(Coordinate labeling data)
/---

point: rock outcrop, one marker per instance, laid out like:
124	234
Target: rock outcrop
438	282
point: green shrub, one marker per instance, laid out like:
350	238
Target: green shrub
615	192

\---

The problem -
Return the material in full, exactly as shown.

Full output -
point: rock outcrop, one marker per instance, laid out like:
124	234
Target: rock outcrop
438	282
point: green shrub, one marker per instance, laid out like:
350	238
Target: green shrub
615	192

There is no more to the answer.